Dataset items

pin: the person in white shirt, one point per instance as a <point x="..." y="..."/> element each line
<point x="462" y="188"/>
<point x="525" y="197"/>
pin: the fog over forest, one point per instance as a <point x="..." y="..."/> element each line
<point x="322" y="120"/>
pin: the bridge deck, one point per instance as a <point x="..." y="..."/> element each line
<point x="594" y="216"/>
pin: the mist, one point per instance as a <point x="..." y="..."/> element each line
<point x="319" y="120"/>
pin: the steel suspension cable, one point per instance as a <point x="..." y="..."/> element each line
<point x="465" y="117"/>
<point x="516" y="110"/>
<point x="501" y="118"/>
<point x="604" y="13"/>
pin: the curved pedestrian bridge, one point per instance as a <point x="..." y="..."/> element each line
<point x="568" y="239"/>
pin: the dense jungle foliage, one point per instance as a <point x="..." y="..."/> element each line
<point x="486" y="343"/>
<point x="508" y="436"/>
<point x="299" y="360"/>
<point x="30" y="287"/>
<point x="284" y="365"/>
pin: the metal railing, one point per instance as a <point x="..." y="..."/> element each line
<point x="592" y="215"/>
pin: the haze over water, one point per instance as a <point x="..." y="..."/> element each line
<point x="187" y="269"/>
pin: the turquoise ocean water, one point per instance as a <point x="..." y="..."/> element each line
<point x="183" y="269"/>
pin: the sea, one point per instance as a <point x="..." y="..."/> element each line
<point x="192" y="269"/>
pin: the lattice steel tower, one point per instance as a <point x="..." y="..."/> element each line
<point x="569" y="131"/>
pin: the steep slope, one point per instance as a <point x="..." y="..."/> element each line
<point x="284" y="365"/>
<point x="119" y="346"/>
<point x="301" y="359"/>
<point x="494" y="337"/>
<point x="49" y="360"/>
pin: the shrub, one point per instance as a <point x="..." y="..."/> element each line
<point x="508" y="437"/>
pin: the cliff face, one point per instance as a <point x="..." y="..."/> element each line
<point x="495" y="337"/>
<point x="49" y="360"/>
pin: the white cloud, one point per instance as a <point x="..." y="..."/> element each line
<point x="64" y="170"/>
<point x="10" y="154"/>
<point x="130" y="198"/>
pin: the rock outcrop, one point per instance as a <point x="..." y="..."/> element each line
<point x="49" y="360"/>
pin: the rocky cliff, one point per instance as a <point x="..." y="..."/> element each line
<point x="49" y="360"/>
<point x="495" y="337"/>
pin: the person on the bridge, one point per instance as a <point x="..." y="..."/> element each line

§ **What you are asked to do**: Nothing should be left out: return all of the records exactly.

§ **Final answer**:
pin: the person in white shirt, one point per instance as a <point x="..." y="..."/> element each line
<point x="462" y="188"/>
<point x="525" y="197"/>
pin: the fog over forest, one point per instance as a <point x="..." y="..."/> element each line
<point x="322" y="120"/>
pin: the bridge deck, one point per instance as a <point x="..." y="..."/> element each line
<point x="594" y="216"/>
pin: the mist, one point per instance as a <point x="..." y="..."/> element each line
<point x="319" y="120"/>
pin: the steel suspension cable, one point per instance as a <point x="..." y="..."/> element each line
<point x="465" y="117"/>
<point x="516" y="110"/>
<point x="501" y="118"/>
<point x="604" y="13"/>
pin: the curved pedestrian bridge, one point per instance as a <point x="..." y="..."/> element each line
<point x="568" y="239"/>
pin: the dense jungle foliage, one point per instance as a <point x="..." y="..."/> element each line
<point x="486" y="343"/>
<point x="508" y="436"/>
<point x="299" y="360"/>
<point x="30" y="287"/>
<point x="284" y="365"/>
pin: the metal railing, one point per instance as a <point x="..." y="..."/> element each line
<point x="592" y="215"/>
pin: the haze over water, one point per instance as a <point x="..." y="..."/> element each line
<point x="187" y="269"/>
pin: the turquoise ocean water, one point per instance as a <point x="..." y="..."/> element each line
<point x="183" y="269"/>
pin: the sea, one point per instance as a <point x="..." y="..."/> element each line
<point x="192" y="269"/>
pin: the lattice steel tower, one point per instance as a <point x="..." y="..."/> element each line
<point x="569" y="131"/>
pin: the steep slope, one point per instance as a <point x="..." y="..."/> element each line
<point x="284" y="365"/>
<point x="119" y="346"/>
<point x="301" y="359"/>
<point x="494" y="337"/>
<point x="49" y="360"/>
pin: the shrub, one point per instance as a <point x="..." y="..."/> element each line
<point x="508" y="437"/>
pin: the cliff face, one point per instance as a <point x="..." y="..."/> element each line
<point x="495" y="337"/>
<point x="49" y="360"/>
pin: the white cloud, one point per instance as a <point x="..." y="..."/> element each line
<point x="64" y="170"/>
<point x="10" y="154"/>
<point x="130" y="198"/>
pin: the rock outcrop, one point per instance as a <point x="..." y="..."/> element each line
<point x="49" y="360"/>
pin: the rocky cliff, one point per instance as a <point x="..." y="..."/> element each line
<point x="49" y="360"/>
<point x="495" y="337"/>
pin: the person on the bridge, one point per instance as a <point x="..." y="..."/> element each line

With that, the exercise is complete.